>> start Text section

Image: Piggy bank © Fancy, Veer, Corbis

You may remember J. Wellington Wimpy, more commonly known simply as Wimpy, Popeye's beloved friend from the iconic comic strip. Wimpy was soft-spoken and intelligent, but also cowardly, lazy, stingy and gluttonous. A true scam artist, Wimpy usually finagled his favorite meal, a hamburger, from some unsuspecting patron at the local diner. Wimpy's parsimonious ways included his famous con line, "I'll gladly pay you Tuesday for a hamburger today."

Decades later, this character, created in 1932 during the Great Depression, has become a symbol of fiscal irresponsibility.

Today, the United States is facing its own Wimpy-esque moment in the form of the debt ceiling. The free burgers have flowed for some time now, but the patrons have grown wise to the scam. The pitch of pushing off today's payment until some future Tuesday has become a bit haggard and worn thin for many in America.

Simply look to Greece, Portugal, Spain and other countries to see what it is like to have one's hamburgers taken away. The forced diet does not look pretty.

Strangely, as the U.S. citizenry passionately criticizes its government for running up a budget deficit, a greater irony is afoot: When it comes to debt management, Americans are, sadly, worse than their government.

While government debt sits at 94% of national revenue, U.S. household debt sits at a whopping 107% of personal income.

The household balance sheets of Americans are in worse condition than at any time since the Great Depression. The ratio of household debt to gross domestic product is greater than at any time since 1929. And while we all are trying to comprehend what life will be like as a poorer nation, many Americans have not yet comprehended their own personal poverty.

The point of saving

From the early 1940s through the late 1960s, an ethos of saving before spending ruled the roost. If you sought to buy a house, a 20% down payment was required. Similarly, substantial savings were required to buy a car. Home furnishings, clothing and more were purchased primarily with cash.

By the 1970s, however, rampant inflation helped form a debt culture that found footing and gained steam.

If you saved, inflation threatened to erode the value of your savings, while the price of your desired purchases continued to rise. What was the point of saving when you could buy with little to nothing down, deduct interest from your federal tax obligations and have those things you longed for?

>> end Text section
>> start Information provided

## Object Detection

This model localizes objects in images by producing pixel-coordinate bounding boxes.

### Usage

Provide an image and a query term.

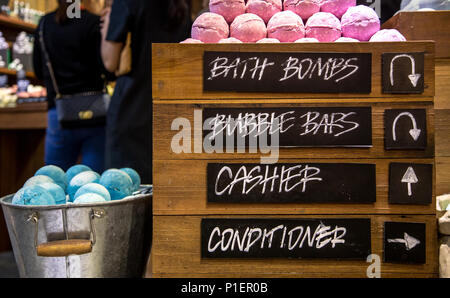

>> end Information provided

§ **Objective**:
Carry the article on American debt and saving forward from its final sentence. The data has nothing to do with what comes next.

§ **Written answer**:
Over the coming decades, American household debt ballooned, eventually doubling from $7 trillion to $14 trillion between 2001 and 2007. Debt fears, however, were assuaged by the rapidly growing value of real estate; homeowners used equity lines to buy more property and cars, as well as pay for vacations and toys. Burgers were flowing for all.

Then in 2008, the sudden and violent decline in home prices revealed just how bad the debt binge had been. Tuesday had finally arrived, and, like Wimpy, our wallets were a bit too thin to meet our obligations.

Wise and disciplined investors

A renewed focus on government fiscal irresponsibility should lead us to honest self-examination. At the heart of this audit should be confronting personal debt and embracing basic investing disciplines.

Each person must make a decision to feed the debt furnace or build a retirement engine.

Like Wimpy, we all experience the gnawing hunger to consume more than we need. Each time we reach out, through credit, for a burger today, we take our future dollars and throw them into the blazing furnace of consumption. The heat of the moment is delightful, but the result is the poverty that's unfolding before our nation.

When we behave like wise and disciplined investors, we resist our pulsing appetites, take our hard-earned dollars and direct a predetermined portion to smart, long-term investments. In doing so, such investors build an engine through the miraculous power of compounding interest.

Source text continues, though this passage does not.